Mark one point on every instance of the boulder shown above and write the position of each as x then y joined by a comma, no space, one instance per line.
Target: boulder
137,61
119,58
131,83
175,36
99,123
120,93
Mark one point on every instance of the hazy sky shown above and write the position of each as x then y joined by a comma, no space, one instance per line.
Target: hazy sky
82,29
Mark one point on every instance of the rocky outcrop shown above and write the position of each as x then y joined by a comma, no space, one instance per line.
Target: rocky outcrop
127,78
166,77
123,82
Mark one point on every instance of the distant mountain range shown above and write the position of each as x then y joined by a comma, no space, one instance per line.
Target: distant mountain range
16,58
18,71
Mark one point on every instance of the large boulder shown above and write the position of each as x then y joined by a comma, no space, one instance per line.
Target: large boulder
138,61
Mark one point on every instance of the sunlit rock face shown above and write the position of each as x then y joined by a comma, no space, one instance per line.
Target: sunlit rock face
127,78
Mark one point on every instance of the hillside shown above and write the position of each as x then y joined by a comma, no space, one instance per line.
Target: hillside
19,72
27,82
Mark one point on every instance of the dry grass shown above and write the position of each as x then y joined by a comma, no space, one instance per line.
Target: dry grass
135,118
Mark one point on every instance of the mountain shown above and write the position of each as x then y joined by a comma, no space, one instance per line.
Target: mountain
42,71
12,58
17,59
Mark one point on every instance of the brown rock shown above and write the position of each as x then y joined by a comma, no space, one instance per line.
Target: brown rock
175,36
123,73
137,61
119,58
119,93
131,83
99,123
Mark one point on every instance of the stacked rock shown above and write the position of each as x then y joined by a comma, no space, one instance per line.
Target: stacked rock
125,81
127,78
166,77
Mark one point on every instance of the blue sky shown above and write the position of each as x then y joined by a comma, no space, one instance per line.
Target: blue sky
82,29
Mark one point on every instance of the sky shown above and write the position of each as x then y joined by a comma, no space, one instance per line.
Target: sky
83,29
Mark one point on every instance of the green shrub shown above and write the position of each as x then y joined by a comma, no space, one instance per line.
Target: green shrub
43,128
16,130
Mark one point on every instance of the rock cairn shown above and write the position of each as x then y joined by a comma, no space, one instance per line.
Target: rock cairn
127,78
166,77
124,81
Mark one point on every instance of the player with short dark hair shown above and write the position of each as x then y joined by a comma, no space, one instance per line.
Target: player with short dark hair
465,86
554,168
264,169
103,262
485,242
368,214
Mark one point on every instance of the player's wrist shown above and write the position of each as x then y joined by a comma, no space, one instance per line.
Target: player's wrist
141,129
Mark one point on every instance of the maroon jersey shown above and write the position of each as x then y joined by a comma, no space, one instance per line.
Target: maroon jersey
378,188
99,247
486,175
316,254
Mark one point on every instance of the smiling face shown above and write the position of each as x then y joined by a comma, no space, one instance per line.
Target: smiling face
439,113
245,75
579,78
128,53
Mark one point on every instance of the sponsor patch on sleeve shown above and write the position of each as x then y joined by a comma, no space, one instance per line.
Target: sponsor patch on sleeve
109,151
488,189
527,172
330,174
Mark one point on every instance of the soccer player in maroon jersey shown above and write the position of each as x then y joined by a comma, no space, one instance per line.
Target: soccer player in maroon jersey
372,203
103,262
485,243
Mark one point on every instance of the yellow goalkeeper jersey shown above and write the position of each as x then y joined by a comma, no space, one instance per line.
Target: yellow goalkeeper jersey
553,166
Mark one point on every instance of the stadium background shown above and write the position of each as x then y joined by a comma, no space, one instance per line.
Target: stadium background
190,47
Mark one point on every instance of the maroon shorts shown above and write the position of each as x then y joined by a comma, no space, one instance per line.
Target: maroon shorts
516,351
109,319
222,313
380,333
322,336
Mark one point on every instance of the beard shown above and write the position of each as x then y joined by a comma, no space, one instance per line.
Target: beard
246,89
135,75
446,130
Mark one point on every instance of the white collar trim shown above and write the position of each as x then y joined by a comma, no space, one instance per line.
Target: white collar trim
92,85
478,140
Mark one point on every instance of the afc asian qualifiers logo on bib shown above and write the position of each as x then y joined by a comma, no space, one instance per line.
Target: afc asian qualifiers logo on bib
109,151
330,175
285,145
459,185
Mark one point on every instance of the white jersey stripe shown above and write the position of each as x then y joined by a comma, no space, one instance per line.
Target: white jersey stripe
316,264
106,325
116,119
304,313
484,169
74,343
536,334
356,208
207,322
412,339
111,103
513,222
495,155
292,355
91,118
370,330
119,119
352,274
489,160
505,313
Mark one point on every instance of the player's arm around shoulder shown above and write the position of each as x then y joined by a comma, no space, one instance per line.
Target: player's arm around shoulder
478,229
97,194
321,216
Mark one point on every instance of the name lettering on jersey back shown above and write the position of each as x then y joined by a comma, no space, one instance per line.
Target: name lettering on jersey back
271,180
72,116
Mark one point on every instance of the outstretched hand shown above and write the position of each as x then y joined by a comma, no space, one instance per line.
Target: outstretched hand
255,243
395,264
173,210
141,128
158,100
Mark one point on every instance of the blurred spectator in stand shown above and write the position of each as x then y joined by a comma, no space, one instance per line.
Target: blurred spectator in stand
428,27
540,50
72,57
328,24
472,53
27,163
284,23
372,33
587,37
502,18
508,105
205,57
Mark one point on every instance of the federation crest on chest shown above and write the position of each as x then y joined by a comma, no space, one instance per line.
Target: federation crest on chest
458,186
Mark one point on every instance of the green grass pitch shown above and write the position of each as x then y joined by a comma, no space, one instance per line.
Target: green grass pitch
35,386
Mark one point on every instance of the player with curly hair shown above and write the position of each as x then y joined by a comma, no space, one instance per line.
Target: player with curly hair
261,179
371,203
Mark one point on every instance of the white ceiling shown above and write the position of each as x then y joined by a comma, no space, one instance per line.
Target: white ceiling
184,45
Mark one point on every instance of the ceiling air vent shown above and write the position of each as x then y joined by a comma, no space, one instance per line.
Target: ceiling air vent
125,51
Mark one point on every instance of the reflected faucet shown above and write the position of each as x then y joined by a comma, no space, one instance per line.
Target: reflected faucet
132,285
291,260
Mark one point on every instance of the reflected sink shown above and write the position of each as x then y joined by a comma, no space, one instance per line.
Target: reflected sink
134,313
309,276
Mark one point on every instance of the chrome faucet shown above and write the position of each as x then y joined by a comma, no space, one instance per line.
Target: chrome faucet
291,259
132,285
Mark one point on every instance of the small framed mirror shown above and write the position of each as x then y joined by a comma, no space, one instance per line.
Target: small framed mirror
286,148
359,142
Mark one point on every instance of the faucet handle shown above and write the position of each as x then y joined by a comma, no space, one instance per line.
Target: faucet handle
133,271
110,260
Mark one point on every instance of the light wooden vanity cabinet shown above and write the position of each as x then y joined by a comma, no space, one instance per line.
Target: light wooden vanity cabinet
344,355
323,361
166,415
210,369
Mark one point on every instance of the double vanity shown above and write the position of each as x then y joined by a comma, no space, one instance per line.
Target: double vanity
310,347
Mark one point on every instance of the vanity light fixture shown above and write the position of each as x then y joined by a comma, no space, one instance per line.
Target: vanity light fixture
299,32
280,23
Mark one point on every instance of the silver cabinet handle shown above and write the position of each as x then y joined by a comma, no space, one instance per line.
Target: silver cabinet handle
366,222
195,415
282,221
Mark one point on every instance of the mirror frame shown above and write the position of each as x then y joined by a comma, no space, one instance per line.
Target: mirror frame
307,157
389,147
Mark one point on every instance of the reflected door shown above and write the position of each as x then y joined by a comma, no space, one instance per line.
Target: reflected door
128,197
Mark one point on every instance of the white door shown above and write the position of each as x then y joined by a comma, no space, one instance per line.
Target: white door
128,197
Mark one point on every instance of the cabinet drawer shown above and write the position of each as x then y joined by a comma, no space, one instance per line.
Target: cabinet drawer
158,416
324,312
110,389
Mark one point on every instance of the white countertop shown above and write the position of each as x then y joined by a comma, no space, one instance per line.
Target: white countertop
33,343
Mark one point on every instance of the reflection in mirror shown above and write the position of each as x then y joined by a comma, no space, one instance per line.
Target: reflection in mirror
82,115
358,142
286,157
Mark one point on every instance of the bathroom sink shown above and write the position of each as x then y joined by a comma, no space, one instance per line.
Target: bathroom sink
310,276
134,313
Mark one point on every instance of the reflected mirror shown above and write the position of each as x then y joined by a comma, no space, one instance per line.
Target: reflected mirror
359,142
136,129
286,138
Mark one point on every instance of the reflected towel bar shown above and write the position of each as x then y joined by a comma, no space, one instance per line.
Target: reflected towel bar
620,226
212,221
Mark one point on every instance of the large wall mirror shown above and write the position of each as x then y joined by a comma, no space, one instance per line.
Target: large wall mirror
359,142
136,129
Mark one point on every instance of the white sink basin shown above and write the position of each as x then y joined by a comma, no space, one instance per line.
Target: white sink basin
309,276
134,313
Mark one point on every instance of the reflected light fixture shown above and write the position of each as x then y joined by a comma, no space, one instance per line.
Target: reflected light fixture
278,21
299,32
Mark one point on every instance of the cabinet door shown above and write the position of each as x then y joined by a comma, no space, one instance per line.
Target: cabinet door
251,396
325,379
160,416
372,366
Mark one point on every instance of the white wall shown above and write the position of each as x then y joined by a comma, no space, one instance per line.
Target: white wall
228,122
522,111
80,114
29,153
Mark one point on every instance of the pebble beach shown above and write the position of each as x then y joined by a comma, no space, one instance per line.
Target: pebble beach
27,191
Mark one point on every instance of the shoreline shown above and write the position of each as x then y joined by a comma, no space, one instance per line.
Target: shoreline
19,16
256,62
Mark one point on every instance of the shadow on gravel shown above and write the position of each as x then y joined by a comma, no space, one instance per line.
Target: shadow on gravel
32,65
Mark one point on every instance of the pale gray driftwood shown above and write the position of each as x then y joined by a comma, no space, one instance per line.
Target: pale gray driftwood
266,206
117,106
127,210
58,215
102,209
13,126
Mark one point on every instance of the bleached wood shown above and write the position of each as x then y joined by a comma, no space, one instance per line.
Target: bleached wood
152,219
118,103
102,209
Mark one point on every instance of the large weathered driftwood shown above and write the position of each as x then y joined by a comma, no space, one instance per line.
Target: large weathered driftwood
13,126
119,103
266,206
____
Write out exactly each line of the entries, starting at the one containing "Mark one point on every instance of the shadow" and finishing with the last line.

Mark one point on every instance of the shadow on gravel shown above and write the position of each as x then y joined by a comma, no space, one instance per line.
Target: shadow on gravel
32,65
Mark one point on every instance of the pale gray driftwood shown above and write the position of each as x then y joined by a comma, no space, one instance per line.
Target: pale gray driftwood
266,206
117,106
127,210
58,215
102,209
13,126
Mark one point on every instance of the bleached wood shown above and write the position of each as x then y joined by a comma, no space, one instance per line.
Target: bleached wood
152,219
118,103
102,209
Mark one point on every instance of the large weathered driftwood shown above and write the position of each as x then y joined by a comma, no space, one instance per line.
Target: large weathered driftwood
13,126
119,103
266,206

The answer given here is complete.